BEGIN Excerpted data

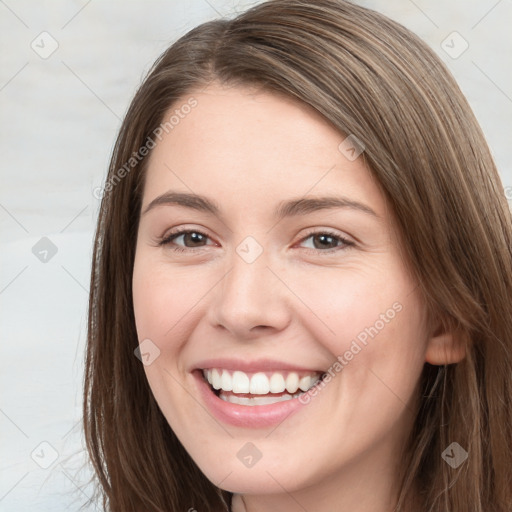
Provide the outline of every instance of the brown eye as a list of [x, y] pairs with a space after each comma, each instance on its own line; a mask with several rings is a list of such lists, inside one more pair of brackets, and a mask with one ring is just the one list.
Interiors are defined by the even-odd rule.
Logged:
[[333, 252], [354, 245], [353, 242], [338, 234], [324, 231], [309, 234], [302, 239], [302, 243], [308, 240], [311, 240], [311, 243], [306, 248], [316, 252]]

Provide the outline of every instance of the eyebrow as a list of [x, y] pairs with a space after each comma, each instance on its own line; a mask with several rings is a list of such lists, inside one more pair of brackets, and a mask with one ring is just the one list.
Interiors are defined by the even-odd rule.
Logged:
[[[184, 206], [220, 217], [219, 206], [207, 197], [198, 194], [172, 191], [165, 192], [153, 199], [148, 206], [146, 206], [142, 215], [145, 215], [157, 206], [164, 205]], [[343, 196], [301, 197], [283, 201], [275, 209], [274, 216], [278, 219], [284, 219], [285, 217], [307, 215], [308, 213], [332, 208], [349, 208], [376, 218], [379, 217], [369, 206]]]

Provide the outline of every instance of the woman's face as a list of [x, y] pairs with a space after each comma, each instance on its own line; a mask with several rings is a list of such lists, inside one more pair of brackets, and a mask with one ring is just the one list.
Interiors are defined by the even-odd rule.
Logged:
[[361, 472], [389, 487], [427, 338], [362, 148], [249, 88], [210, 85], [166, 120], [176, 109], [151, 153], [133, 273], [163, 414], [233, 492], [357, 486]]

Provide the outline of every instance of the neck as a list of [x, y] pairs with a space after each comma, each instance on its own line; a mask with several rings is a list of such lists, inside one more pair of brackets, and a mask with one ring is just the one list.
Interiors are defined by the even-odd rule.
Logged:
[[[398, 461], [391, 454], [360, 460], [338, 472], [322, 475], [306, 488], [279, 494], [234, 495], [232, 512], [393, 512], [398, 499]], [[278, 480], [279, 475], [271, 475]]]

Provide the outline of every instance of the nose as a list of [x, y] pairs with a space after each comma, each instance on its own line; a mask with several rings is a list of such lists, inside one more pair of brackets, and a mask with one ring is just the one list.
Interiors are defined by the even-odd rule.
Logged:
[[210, 321], [216, 328], [239, 340], [286, 328], [291, 319], [291, 292], [268, 263], [265, 251], [252, 263], [233, 254], [210, 303]]

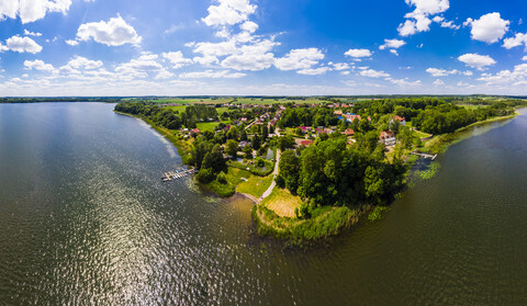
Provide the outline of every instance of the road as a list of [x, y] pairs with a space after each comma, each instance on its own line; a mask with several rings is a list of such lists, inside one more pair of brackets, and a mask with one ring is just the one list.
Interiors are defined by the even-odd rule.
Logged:
[[280, 155], [281, 155], [280, 149], [277, 149], [277, 161], [274, 163], [274, 171], [272, 172], [272, 182], [271, 182], [271, 185], [266, 190], [266, 192], [264, 192], [264, 194], [260, 196], [260, 199], [259, 199], [260, 202], [264, 201], [264, 199], [271, 195], [272, 190], [277, 185], [277, 182], [274, 181], [274, 179], [278, 175], [278, 169], [279, 169], [279, 163], [280, 163]]

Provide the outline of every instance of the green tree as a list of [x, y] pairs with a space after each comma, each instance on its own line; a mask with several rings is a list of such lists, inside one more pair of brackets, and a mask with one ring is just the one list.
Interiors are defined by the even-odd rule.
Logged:
[[225, 144], [225, 152], [233, 158], [236, 158], [236, 155], [238, 154], [239, 149], [239, 144], [238, 141], [234, 139], [228, 139], [227, 143]]

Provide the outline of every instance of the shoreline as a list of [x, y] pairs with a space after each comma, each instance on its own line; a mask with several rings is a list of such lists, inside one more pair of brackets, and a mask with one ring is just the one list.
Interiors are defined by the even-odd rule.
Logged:
[[453, 133], [434, 136], [430, 140], [426, 141], [423, 145], [423, 147], [419, 148], [419, 150], [422, 152], [442, 155], [448, 150], [450, 146], [472, 137], [472, 136], [463, 135], [464, 133], [470, 132], [469, 131], [470, 128], [484, 126], [492, 123], [506, 122], [509, 120], [512, 121], [519, 115], [522, 114], [516, 110], [516, 113], [514, 115], [492, 117], [485, 121], [474, 122], [470, 125], [456, 129]]
[[[187, 156], [188, 152], [186, 152], [186, 150], [182, 148], [182, 145], [180, 144], [181, 140], [176, 139], [171, 133], [167, 132], [165, 128], [157, 126], [156, 124], [154, 124], [149, 120], [144, 118], [143, 116], [121, 113], [117, 111], [114, 112], [121, 115], [131, 116], [146, 122], [152, 128], [161, 134], [176, 147], [178, 154], [183, 161], [183, 165], [187, 165], [184, 162], [184, 156]], [[513, 120], [518, 115], [520, 115], [520, 113], [516, 111], [514, 115], [493, 117], [486, 121], [475, 122], [471, 125], [459, 128], [453, 133], [434, 137], [433, 139], [425, 143], [421, 150], [442, 155], [451, 145], [466, 139], [466, 137], [463, 137], [466, 135], [460, 134], [468, 132], [470, 128], [479, 125]], [[431, 145], [427, 146], [426, 144], [428, 143], [430, 143]], [[411, 171], [412, 167], [408, 167], [406, 175], [411, 173]], [[365, 217], [368, 218], [369, 214], [374, 211], [374, 207], [378, 206], [365, 204], [352, 208], [348, 206], [321, 207], [318, 208], [319, 213], [314, 215], [312, 218], [303, 219], [298, 217], [285, 217], [277, 215], [276, 212], [269, 209], [266, 206], [265, 201], [260, 201], [259, 199], [257, 199], [257, 196], [254, 196], [251, 194], [237, 192], [236, 185], [232, 185], [234, 186], [234, 189], [229, 189], [228, 192], [222, 192], [221, 189], [215, 189], [213, 184], [200, 183], [200, 186], [206, 191], [214, 193], [216, 196], [226, 200], [233, 199], [234, 196], [244, 196], [245, 199], [250, 200], [254, 203], [251, 216], [257, 225], [258, 235], [261, 237], [267, 236], [271, 238], [277, 238], [289, 246], [296, 247], [316, 243], [344, 234], [347, 231], [347, 229], [350, 229], [360, 224]], [[391, 202], [391, 204], [393, 202]], [[386, 205], [385, 207], [389, 206], [390, 205]]]

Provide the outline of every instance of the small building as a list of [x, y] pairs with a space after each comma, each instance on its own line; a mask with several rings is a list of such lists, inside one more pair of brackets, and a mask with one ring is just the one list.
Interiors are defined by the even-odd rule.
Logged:
[[347, 113], [346, 114], [346, 121], [351, 123], [354, 122], [355, 120], [360, 120], [360, 115], [357, 115], [357, 114], [352, 114], [352, 113]]
[[379, 136], [379, 140], [380, 143], [383, 143], [386, 147], [394, 146], [397, 143], [395, 135], [390, 131], [381, 132], [381, 136]]
[[344, 133], [347, 137], [354, 137], [355, 136], [355, 131], [352, 128], [347, 128]]
[[405, 117], [394, 116], [394, 117], [392, 118], [392, 122], [395, 122], [395, 121], [399, 121], [402, 126], [406, 126], [406, 118], [405, 118]]

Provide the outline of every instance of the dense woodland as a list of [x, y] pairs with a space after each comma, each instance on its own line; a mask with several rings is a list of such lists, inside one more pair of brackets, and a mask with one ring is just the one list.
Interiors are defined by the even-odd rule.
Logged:
[[[225, 180], [228, 159], [236, 158], [240, 150], [244, 158], [251, 160], [254, 150], [258, 158], [265, 155], [267, 148], [276, 147], [282, 150], [277, 183], [303, 200], [304, 204], [296, 213], [299, 217], [309, 218], [312, 212], [323, 206], [381, 204], [404, 184], [407, 166], [397, 151], [421, 144], [410, 128], [403, 128], [399, 122], [392, 120], [394, 115], [405, 117], [422, 132], [440, 135], [478, 121], [511, 115], [515, 112], [515, 106], [524, 103], [515, 100], [498, 103], [467, 100], [462, 101], [464, 105], [480, 107], [464, 107], [453, 102], [459, 103], [453, 99], [427, 97], [361, 101], [343, 109], [345, 113], [361, 116], [360, 121], [355, 120], [351, 123], [339, 120], [330, 107], [288, 103], [278, 123], [279, 127], [337, 126], [337, 132], [352, 128], [355, 145], [349, 146], [343, 133], [333, 133], [318, 135], [312, 146], [294, 149], [295, 140], [292, 135], [270, 138], [267, 125], [246, 131], [244, 125], [226, 128], [224, 124], [220, 124], [215, 133], [204, 132], [194, 136], [191, 157], [187, 161], [200, 169], [198, 179], [201, 182], [222, 182]], [[216, 109], [204, 105], [188, 106], [182, 113], [152, 103], [121, 103], [115, 110], [141, 115], [169, 129], [194, 127], [195, 122], [217, 120]], [[222, 118], [251, 118], [276, 110], [258, 106], [248, 110], [231, 107], [222, 114]], [[382, 131], [392, 131], [397, 136], [395, 154], [390, 161], [385, 156], [384, 145], [379, 141], [379, 133]], [[247, 141], [248, 145], [240, 149], [240, 141]]]
[[169, 128], [179, 129], [181, 126], [194, 128], [197, 122], [206, 122], [217, 118], [215, 107], [205, 105], [191, 105], [184, 112], [162, 109], [153, 103], [119, 103], [115, 111], [126, 114], [144, 116], [155, 124]]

END Excerpted data

Express the records from the line with "Provide the outline of every instance of the eyebrow" to the line with "492], [357, 486]]" as a two-column CSV with the headers text and answer. Use one row per record, put each value in a single quoted field, and replace line breaks with spaces.

== Exercise answer ==
text,answer
"Provide the outline of every instance of the eyebrow as a list of [x, y] pairs with a space after each comma, each instance on its own line; a mask with several rings is a list of such lists, inside one more pair of brackets, and a mask with one ring is just the one list. Interiors are defined by the even-odd rule. Logged:","[[[184, 206], [220, 217], [219, 206], [207, 197], [198, 194], [172, 191], [165, 192], [153, 199], [148, 206], [146, 206], [142, 215], [145, 215], [157, 206], [164, 205]], [[343, 196], [301, 197], [283, 201], [275, 209], [274, 216], [278, 219], [284, 219], [285, 217], [307, 215], [308, 213], [332, 208], [349, 208], [376, 218], [379, 217], [369, 206]]]"
"Provide the outline of every instance of the woman's face as a list of [x, y] pairs with a space after each comma, each instance on its own line; a mask with several rings is a list of such lists, inside one more pair of brackets, and a mask with one ring is just the one list. Interiors are defined by the even-odd rule. Logged:","[[361, 472], [389, 487], [427, 338], [362, 148], [249, 88], [210, 85], [166, 120], [176, 109], [151, 153], [133, 273], [163, 414], [233, 492], [357, 486]]"